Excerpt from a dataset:
[START]

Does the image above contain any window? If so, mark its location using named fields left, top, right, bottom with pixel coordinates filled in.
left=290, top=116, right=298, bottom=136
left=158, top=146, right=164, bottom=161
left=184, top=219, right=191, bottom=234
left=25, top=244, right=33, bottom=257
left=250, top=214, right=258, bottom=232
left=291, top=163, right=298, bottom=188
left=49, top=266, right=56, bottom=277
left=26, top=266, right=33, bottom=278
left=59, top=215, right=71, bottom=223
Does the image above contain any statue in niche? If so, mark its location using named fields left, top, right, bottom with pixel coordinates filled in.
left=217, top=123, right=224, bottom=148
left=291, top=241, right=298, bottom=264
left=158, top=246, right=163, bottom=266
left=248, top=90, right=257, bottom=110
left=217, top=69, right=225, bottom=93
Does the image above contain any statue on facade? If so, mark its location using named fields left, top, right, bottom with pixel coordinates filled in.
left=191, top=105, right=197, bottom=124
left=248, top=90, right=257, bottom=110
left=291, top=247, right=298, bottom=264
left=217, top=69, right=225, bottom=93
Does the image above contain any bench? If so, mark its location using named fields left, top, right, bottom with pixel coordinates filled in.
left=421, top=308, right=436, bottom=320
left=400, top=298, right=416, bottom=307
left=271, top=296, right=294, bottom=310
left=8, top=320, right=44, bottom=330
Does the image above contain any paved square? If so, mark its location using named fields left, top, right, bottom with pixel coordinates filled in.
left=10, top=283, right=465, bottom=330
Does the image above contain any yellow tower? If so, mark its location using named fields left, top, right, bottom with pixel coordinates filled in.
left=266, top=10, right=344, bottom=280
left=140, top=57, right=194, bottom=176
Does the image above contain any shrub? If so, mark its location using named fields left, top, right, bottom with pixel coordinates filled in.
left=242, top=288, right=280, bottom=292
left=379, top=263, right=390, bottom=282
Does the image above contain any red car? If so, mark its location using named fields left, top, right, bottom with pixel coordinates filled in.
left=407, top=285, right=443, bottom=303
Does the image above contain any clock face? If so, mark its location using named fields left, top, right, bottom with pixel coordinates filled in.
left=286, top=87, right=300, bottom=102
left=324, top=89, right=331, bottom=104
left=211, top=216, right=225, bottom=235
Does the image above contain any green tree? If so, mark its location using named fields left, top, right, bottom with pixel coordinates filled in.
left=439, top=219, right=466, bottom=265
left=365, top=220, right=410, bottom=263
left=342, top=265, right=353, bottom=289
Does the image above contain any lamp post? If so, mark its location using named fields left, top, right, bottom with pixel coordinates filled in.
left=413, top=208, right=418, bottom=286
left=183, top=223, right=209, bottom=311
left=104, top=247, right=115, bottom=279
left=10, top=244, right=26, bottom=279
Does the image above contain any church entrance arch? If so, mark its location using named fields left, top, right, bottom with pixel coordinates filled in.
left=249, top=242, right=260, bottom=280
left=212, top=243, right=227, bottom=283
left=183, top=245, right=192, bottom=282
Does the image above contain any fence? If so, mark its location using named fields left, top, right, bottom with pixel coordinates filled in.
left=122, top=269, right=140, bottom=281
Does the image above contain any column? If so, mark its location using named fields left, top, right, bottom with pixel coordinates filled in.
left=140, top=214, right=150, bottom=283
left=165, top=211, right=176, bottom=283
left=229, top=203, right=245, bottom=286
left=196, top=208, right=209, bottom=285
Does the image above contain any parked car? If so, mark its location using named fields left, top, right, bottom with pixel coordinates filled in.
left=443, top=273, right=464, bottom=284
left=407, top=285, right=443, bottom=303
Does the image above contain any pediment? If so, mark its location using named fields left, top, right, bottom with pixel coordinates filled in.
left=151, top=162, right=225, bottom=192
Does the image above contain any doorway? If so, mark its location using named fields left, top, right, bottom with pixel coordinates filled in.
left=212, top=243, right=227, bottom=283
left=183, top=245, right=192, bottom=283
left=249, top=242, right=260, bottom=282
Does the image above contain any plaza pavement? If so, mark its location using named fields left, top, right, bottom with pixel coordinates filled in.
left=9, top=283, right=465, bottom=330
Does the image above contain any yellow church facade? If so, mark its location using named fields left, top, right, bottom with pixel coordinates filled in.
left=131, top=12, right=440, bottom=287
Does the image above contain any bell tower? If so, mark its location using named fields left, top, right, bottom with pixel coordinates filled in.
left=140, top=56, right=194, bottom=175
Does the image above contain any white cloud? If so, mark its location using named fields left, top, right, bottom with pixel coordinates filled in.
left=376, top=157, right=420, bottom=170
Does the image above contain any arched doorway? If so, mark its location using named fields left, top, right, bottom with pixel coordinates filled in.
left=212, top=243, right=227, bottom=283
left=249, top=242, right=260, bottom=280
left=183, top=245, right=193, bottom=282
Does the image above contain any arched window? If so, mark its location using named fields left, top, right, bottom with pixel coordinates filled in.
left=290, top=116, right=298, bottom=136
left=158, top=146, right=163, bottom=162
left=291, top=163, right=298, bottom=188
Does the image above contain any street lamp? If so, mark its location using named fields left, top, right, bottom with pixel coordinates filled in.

[END]

Express each line of the listing above as one string in a JSON list, omitting blank lines.

> _OUTPUT FOR THIS TASK_
[
  "Does the image above contain any window? If so, mark its location using named fields left, top, right, bottom with pixel coordinates filled in.",
  "left=290, top=116, right=298, bottom=136",
  "left=158, top=146, right=164, bottom=161",
  "left=184, top=219, right=191, bottom=234",
  "left=25, top=244, right=33, bottom=257",
  "left=250, top=214, right=258, bottom=232",
  "left=291, top=163, right=298, bottom=188",
  "left=49, top=266, right=56, bottom=277",
  "left=26, top=266, right=33, bottom=278",
  "left=59, top=215, right=71, bottom=223",
  "Does the image above contain any statue in niche? If so, mark its location using named fields left, top, right, bottom with pixel coordinates filled in.",
  "left=217, top=123, right=224, bottom=148",
  "left=291, top=241, right=298, bottom=264",
  "left=158, top=246, right=163, bottom=266",
  "left=248, top=90, right=257, bottom=110",
  "left=217, top=69, right=225, bottom=93",
  "Does the image above contain any statue on facade? If so, mark its location using named fields left, top, right, bottom with pixel coordinates filled in.",
  "left=191, top=105, right=197, bottom=124",
  "left=248, top=90, right=257, bottom=110",
  "left=291, top=247, right=298, bottom=264",
  "left=217, top=69, right=225, bottom=93",
  "Does the image above contain any bench? If so, mark its location using named fields left, top, right, bottom with pixel coordinates filled in.",
  "left=421, top=308, right=436, bottom=320",
  "left=400, top=298, right=416, bottom=307",
  "left=271, top=296, right=294, bottom=310",
  "left=8, top=320, right=44, bottom=330",
  "Does the image above contain any paved square? If so, mark its location using named fields left, top, right, bottom with pixel coordinates filled in.",
  "left=10, top=283, right=465, bottom=330",
  "Does the image above contain any yellow tower? If so, mark its location using named fields left, top, right, bottom with pixel coordinates filled in.",
  "left=266, top=10, right=344, bottom=280",
  "left=140, top=57, right=194, bottom=176",
  "Does the image above contain any shrub? If so, mark its location using named fields left, top, right, bottom with pixel coordinates filled in.",
  "left=242, top=288, right=280, bottom=292",
  "left=379, top=263, right=390, bottom=282",
  "Does the image above contain any red car? If so, mark its location using named fields left, top, right, bottom with pixel coordinates filled in.",
  "left=407, top=285, right=443, bottom=303",
  "Does the image above contain any clock face? If so, mark its location using named fields left, top, right, bottom with pixel coordinates filled in.",
  "left=286, top=87, right=300, bottom=102",
  "left=324, top=89, right=331, bottom=104",
  "left=211, top=216, right=225, bottom=235",
  "Does the image above contain any green tree? If so, mark its location using named fields left, top, right, bottom with pixel coordinates filled in.",
  "left=439, top=219, right=466, bottom=265",
  "left=365, top=220, right=410, bottom=263",
  "left=342, top=265, right=353, bottom=289",
  "Does the image above contain any lamp post? If so, mark its location using named fields left, top, right, bottom with pixel coordinates filled in.",
  "left=413, top=208, right=418, bottom=286",
  "left=183, top=223, right=209, bottom=311",
  "left=104, top=247, right=115, bottom=279",
  "left=10, top=244, right=26, bottom=279",
  "Does the image above contain any church entrance arch? If so, mark its location using named fields left, top, right, bottom with pixel coordinates filled in.",
  "left=249, top=242, right=260, bottom=280",
  "left=212, top=243, right=227, bottom=283",
  "left=183, top=245, right=192, bottom=282",
  "Does the image above contain any fence? If so, mark its location using named fields left, top, right, bottom with pixel coordinates filled in.",
  "left=122, top=269, right=140, bottom=281",
  "Does the image above contain any column? If so, mark its location using named fields left, top, right, bottom with pixel coordinates filled in.",
  "left=140, top=214, right=150, bottom=283",
  "left=165, top=211, right=176, bottom=283",
  "left=229, top=203, right=245, bottom=286",
  "left=196, top=208, right=209, bottom=285",
  "Does the image above contain any parked car? If so, mark its location using named fields left, top, right, bottom with pixel coordinates filled in.",
  "left=443, top=273, right=464, bottom=284",
  "left=407, top=285, right=443, bottom=303",
  "Does the image above contain any pediment? If so, mark its location using named fields left, top, right, bottom with pixel coordinates filled in.",
  "left=151, top=162, right=225, bottom=192",
  "Does the image above contain any doorway? If so, mark its location using named fields left, top, right, bottom with pixel coordinates filled in.",
  "left=212, top=243, right=227, bottom=283",
  "left=183, top=245, right=192, bottom=283",
  "left=249, top=242, right=260, bottom=282",
  "Does the image above contain any plaza pavement? If so, mark its location using named fields left, top, right, bottom with pixel coordinates filled in.",
  "left=9, top=283, right=465, bottom=330",
  "Does the image above contain any yellow church facade? If so, mark its location using named fields left, top, right, bottom with pixel coordinates filled in.",
  "left=131, top=12, right=440, bottom=287",
  "Does the image above contain any bell tower? If so, mark its location using named fields left, top, right, bottom with pixel coordinates filled in.",
  "left=140, top=56, right=194, bottom=175",
  "Does the image above contain any white cloud? If so, mark its location using named fields left, top, right, bottom with pixel coordinates filled in.",
  "left=376, top=157, right=420, bottom=170",
  "Does the image above contain any arched doorway? If so, mark its location using named fields left, top, right, bottom with pixel coordinates filled in.",
  "left=212, top=243, right=227, bottom=283",
  "left=249, top=242, right=260, bottom=280",
  "left=183, top=245, right=193, bottom=282",
  "Does the image above contain any arched window? If so, mark its location using named fields left, top, right, bottom with pixel coordinates filled in.",
  "left=290, top=116, right=298, bottom=136",
  "left=158, top=146, right=163, bottom=162",
  "left=291, top=163, right=298, bottom=188",
  "Does the image above contain any street lamp? If so, mark its location using named fields left, top, right, bottom with pixel coordinates filled in."
]